PROBLEM TO WORK ON – Copy out exactly every line from the line containing "Would you be able to point at the second" until the records below end, inclusive of both boundary lines.

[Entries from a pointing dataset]
---

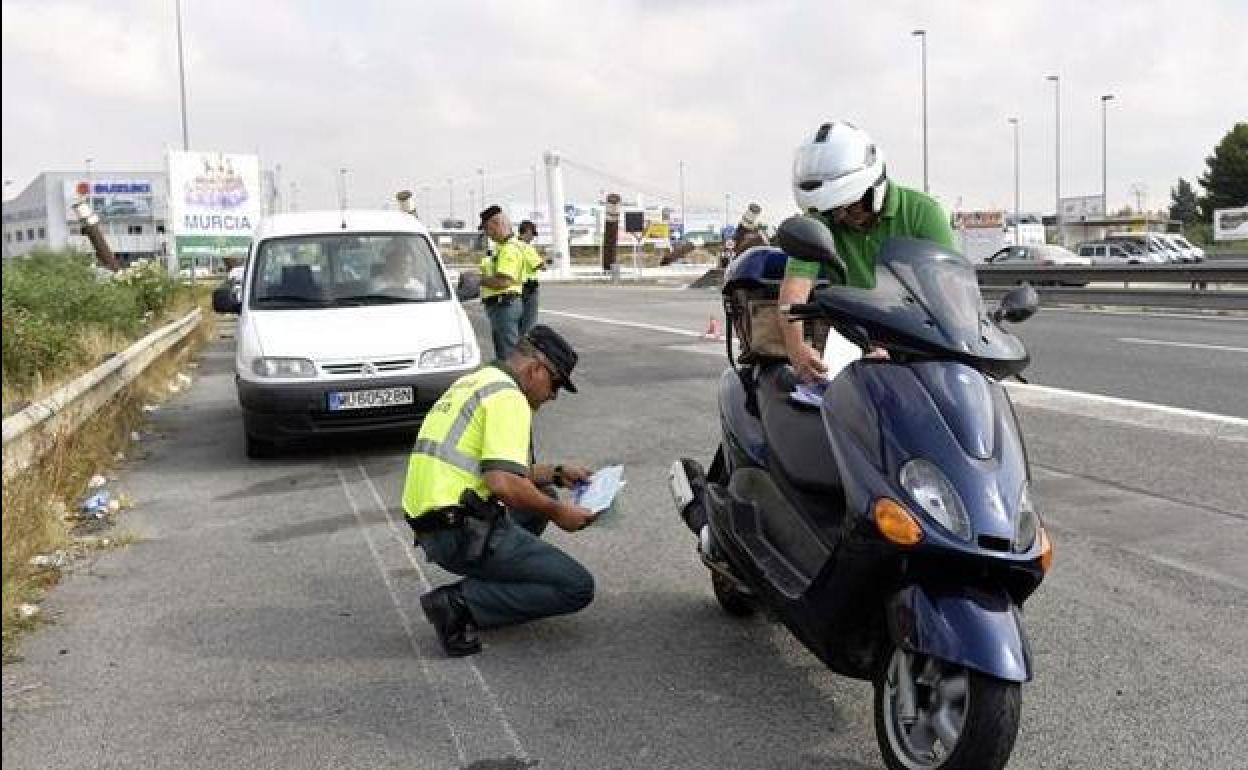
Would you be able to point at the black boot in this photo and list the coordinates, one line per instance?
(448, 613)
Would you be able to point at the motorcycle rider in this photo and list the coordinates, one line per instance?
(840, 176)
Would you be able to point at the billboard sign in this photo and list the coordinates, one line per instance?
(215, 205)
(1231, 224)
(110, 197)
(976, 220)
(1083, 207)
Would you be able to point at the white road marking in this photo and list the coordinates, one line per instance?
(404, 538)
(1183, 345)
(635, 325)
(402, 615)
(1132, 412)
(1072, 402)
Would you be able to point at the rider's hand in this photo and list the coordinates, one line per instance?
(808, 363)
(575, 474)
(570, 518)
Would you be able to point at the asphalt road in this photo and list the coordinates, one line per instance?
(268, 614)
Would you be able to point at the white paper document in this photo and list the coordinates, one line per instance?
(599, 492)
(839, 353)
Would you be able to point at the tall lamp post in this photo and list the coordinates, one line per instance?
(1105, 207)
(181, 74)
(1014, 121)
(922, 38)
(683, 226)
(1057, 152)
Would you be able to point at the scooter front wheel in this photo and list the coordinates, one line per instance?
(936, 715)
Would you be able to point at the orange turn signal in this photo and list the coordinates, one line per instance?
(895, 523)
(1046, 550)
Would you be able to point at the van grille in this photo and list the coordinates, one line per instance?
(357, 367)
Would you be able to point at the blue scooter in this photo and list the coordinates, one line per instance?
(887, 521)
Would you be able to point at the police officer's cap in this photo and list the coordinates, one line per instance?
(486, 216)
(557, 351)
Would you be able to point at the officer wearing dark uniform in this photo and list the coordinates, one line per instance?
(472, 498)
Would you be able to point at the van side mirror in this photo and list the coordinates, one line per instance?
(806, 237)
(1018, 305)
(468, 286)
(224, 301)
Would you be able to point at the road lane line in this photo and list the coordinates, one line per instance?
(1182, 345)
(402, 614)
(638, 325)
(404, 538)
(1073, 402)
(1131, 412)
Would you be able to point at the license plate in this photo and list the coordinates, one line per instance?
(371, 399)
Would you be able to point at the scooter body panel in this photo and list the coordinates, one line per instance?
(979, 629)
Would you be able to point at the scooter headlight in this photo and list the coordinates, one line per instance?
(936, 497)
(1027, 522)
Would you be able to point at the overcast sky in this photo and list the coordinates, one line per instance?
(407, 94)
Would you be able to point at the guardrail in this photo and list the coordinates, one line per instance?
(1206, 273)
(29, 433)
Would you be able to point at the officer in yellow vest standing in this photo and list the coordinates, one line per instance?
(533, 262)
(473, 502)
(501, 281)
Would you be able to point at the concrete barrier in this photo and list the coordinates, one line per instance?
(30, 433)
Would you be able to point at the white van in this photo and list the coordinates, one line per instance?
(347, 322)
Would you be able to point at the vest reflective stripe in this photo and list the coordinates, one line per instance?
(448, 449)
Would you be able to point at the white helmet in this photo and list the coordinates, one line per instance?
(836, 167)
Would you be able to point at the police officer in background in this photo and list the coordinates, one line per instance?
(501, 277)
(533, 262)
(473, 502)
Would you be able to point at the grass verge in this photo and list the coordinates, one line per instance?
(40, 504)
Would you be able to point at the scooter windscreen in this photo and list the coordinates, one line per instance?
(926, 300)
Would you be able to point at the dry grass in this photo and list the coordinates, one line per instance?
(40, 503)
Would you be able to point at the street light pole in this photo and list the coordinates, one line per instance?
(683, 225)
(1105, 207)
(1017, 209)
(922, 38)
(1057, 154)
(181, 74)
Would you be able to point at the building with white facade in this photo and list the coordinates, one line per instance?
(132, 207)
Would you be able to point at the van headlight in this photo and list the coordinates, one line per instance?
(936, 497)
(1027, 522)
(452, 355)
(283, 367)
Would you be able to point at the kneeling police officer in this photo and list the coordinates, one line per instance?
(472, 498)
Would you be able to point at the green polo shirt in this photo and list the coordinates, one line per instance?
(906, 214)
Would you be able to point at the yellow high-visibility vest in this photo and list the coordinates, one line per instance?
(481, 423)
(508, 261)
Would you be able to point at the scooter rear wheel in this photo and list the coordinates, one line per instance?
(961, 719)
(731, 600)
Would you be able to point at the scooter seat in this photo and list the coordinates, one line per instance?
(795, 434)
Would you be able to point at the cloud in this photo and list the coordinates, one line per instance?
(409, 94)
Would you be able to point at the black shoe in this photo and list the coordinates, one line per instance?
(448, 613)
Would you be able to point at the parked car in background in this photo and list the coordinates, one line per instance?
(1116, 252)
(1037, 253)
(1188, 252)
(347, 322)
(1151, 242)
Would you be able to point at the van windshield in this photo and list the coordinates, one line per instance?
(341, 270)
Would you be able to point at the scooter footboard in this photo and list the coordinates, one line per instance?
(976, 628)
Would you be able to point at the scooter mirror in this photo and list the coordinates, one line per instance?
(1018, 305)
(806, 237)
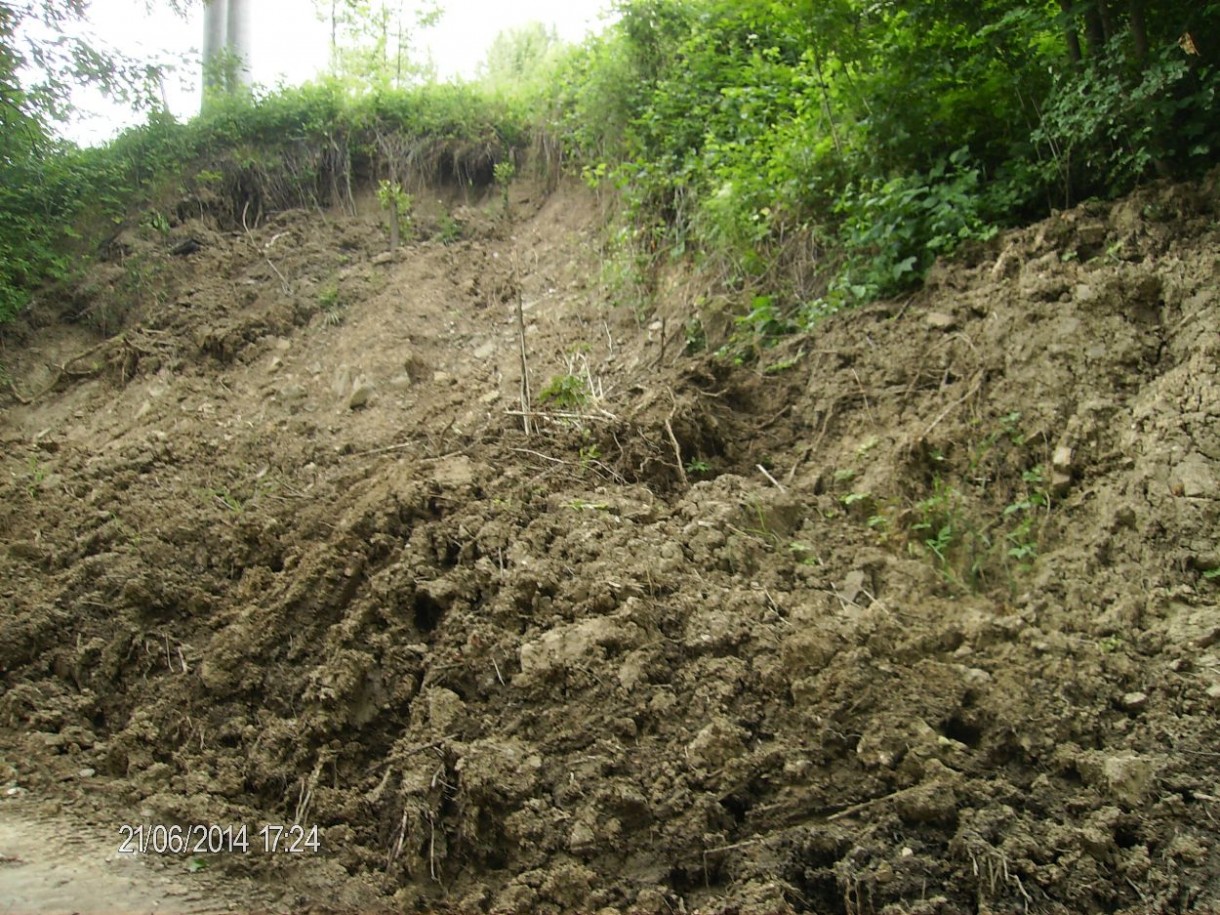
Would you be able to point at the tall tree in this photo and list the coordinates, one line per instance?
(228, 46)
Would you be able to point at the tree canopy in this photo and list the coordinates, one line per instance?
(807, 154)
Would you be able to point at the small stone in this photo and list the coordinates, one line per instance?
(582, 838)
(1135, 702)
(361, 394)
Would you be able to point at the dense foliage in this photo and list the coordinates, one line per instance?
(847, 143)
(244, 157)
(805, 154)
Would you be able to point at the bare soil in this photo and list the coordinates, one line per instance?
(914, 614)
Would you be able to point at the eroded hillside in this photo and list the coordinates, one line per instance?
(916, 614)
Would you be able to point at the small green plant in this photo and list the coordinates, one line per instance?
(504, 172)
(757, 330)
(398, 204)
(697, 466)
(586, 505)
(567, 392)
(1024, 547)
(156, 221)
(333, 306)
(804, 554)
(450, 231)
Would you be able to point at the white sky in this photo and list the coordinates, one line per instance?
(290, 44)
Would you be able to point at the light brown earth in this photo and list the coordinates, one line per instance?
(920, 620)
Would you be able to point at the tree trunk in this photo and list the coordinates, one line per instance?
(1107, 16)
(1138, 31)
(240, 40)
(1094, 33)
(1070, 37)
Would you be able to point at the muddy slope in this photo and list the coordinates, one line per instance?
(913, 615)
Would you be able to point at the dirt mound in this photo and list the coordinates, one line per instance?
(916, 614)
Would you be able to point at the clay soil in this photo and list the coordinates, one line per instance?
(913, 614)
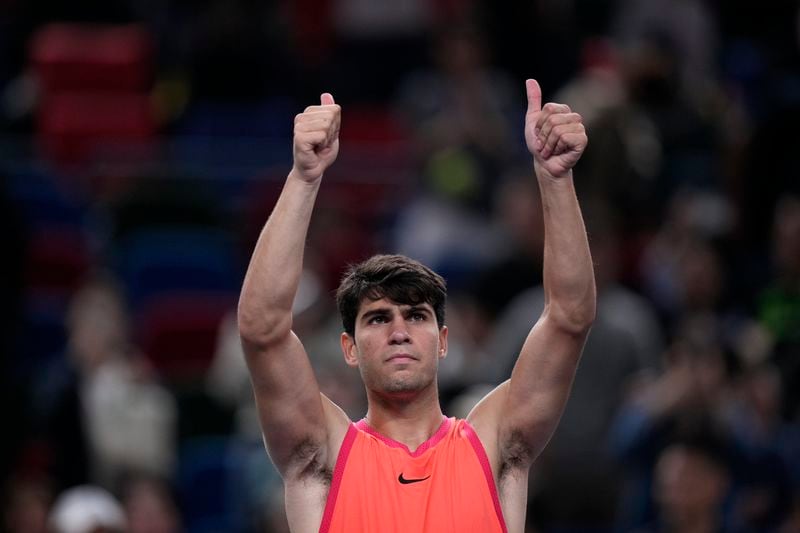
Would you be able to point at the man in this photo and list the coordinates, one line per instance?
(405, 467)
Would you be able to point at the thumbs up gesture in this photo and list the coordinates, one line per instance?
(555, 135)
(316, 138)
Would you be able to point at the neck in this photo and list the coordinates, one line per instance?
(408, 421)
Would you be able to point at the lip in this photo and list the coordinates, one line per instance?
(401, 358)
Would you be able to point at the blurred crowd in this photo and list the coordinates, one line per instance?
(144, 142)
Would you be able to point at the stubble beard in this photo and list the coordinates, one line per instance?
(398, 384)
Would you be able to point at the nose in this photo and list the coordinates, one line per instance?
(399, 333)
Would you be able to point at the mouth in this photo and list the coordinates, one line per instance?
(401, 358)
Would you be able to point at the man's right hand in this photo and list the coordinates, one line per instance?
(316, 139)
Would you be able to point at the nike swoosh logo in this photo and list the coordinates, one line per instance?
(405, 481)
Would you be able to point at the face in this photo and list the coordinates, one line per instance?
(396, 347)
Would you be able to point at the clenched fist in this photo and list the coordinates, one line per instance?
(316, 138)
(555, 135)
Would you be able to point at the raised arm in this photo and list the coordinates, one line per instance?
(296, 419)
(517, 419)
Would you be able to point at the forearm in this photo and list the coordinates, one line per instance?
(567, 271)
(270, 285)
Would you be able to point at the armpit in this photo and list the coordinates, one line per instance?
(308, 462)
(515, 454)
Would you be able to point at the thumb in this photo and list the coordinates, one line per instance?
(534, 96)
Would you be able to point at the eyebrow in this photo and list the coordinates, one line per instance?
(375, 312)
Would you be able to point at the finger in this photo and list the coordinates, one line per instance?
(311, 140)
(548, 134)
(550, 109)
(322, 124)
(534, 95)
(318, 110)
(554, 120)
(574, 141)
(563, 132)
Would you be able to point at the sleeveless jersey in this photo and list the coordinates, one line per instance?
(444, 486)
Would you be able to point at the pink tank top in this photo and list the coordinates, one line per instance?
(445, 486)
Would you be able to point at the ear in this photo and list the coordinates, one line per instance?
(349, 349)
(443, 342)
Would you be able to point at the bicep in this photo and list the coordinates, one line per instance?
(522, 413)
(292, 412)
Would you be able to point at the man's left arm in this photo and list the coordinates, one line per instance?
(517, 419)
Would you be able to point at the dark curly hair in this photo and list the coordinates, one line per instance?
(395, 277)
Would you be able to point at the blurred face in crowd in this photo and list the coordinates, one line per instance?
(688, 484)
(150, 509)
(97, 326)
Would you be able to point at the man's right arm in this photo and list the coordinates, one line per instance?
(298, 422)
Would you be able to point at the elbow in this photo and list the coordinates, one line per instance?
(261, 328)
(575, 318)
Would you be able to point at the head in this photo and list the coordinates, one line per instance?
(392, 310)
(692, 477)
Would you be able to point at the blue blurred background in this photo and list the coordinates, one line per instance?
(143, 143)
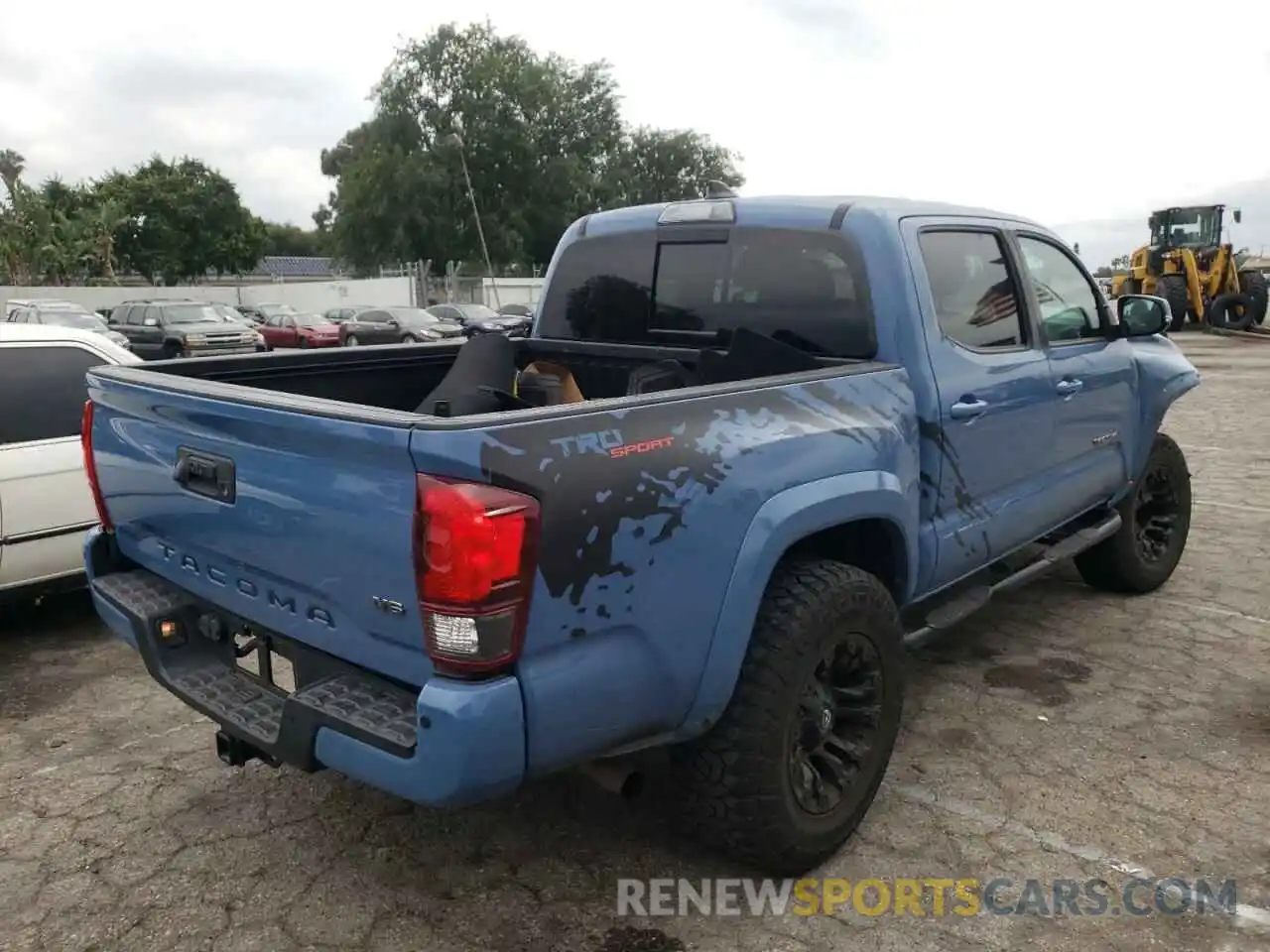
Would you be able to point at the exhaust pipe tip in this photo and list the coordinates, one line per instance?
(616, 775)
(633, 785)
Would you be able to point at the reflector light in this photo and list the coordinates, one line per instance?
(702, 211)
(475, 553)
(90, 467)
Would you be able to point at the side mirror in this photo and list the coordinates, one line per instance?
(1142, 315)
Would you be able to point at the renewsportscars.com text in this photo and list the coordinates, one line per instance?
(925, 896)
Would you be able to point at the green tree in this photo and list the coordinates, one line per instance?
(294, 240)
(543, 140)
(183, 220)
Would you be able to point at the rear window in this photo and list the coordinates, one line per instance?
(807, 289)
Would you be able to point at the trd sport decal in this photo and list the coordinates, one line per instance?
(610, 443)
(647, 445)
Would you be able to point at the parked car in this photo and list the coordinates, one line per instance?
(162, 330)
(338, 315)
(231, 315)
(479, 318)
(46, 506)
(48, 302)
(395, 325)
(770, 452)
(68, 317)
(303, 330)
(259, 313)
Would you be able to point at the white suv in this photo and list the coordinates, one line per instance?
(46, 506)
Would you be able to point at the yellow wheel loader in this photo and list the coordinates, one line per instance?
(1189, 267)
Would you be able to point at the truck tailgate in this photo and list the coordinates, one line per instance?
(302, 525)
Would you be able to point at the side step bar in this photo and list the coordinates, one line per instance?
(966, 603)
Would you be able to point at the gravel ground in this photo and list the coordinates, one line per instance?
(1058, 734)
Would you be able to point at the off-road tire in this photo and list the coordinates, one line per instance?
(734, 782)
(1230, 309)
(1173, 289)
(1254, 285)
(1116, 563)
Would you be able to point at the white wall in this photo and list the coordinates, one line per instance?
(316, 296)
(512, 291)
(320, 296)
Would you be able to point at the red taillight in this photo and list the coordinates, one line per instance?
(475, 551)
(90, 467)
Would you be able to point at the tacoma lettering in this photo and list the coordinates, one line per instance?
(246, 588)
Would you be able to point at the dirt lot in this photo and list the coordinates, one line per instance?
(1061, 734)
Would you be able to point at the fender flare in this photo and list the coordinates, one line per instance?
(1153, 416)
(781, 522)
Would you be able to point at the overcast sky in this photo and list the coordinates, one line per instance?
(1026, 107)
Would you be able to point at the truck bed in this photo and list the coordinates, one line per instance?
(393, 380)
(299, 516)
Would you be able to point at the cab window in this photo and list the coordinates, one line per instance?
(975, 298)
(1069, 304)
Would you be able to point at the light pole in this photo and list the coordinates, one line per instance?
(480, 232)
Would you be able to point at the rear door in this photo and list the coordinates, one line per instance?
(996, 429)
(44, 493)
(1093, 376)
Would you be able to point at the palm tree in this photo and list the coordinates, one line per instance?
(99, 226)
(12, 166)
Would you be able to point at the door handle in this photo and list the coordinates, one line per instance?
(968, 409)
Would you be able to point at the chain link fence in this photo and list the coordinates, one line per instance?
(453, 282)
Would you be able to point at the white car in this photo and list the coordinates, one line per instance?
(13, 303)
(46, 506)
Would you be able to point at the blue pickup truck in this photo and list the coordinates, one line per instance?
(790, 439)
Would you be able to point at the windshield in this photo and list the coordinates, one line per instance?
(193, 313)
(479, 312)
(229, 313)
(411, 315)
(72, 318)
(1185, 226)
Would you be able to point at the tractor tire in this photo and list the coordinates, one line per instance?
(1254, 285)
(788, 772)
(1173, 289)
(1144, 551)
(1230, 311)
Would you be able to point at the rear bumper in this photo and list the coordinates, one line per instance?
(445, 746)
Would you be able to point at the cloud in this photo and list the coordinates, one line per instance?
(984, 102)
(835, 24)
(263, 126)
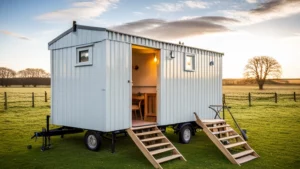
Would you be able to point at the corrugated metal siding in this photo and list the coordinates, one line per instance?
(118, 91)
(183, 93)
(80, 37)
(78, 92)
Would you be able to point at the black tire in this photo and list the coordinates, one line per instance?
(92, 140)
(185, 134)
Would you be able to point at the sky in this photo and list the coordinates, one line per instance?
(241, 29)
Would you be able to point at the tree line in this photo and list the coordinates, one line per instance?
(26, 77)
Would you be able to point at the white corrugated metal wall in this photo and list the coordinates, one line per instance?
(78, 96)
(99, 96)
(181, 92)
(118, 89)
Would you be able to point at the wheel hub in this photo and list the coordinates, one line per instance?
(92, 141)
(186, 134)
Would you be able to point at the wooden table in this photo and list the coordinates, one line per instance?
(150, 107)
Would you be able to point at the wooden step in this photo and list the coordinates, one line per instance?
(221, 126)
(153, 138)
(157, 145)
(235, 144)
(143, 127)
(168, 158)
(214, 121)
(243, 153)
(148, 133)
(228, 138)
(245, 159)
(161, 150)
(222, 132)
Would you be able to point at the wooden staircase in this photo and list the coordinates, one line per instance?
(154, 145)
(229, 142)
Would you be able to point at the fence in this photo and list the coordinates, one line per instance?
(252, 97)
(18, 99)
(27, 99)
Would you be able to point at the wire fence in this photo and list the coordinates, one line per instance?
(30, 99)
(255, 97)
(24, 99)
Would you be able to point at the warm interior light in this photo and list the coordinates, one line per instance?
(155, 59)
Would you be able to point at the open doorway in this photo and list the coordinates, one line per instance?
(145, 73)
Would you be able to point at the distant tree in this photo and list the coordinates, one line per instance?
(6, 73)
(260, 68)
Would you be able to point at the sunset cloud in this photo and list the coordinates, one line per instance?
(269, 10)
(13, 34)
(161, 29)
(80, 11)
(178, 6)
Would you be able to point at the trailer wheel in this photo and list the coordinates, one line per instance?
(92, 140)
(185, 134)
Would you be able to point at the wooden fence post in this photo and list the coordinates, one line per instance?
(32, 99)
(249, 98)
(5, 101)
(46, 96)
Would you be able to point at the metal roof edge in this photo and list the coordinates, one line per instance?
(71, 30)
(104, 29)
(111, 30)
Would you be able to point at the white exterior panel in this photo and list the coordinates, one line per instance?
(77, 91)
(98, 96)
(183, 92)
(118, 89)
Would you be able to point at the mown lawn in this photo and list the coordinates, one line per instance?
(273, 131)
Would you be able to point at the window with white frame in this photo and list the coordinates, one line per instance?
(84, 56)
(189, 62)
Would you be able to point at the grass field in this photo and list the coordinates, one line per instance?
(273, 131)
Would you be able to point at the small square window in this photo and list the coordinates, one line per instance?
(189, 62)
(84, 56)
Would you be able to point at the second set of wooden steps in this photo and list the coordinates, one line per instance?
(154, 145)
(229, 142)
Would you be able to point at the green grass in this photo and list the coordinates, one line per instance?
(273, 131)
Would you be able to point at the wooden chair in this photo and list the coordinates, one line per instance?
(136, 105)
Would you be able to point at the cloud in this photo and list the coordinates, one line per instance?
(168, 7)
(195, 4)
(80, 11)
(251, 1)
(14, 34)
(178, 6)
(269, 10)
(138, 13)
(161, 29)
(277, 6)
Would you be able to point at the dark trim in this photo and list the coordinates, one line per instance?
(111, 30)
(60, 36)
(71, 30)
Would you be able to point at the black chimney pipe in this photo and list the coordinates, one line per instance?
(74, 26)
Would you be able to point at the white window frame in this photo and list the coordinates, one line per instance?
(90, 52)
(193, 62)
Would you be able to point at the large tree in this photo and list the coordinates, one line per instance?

---

ANSWER BELOW –
Would you be able to point at the second set of wooden steps in this photo and list the coordinates, one line per instance?
(154, 145)
(229, 142)
Would you be able to point at the green grass in this photo and list the coordinates, one line per instance?
(273, 131)
Would you be able to point at the wooden chair in this photo and list the coordinates, one line per instance?
(136, 105)
Would you be able to point at the cloud in this photo and list the coordinates, one line per instance?
(168, 7)
(195, 4)
(80, 11)
(251, 1)
(14, 34)
(178, 6)
(269, 10)
(138, 13)
(161, 29)
(277, 6)
Would you be able to point at the dark trim in this photo and list the coordinates, one line per instance?
(111, 30)
(60, 36)
(71, 30)
Would you be able to point at the black chimney pipe in this photo and list the coordinates, one line per instance?
(74, 26)
Would you be able to point at the white window frame in this photo and list the coordinates, one line per instance?
(90, 52)
(193, 62)
Would you be able to point at the large tree in this photo and list the coordinates, one line per instance?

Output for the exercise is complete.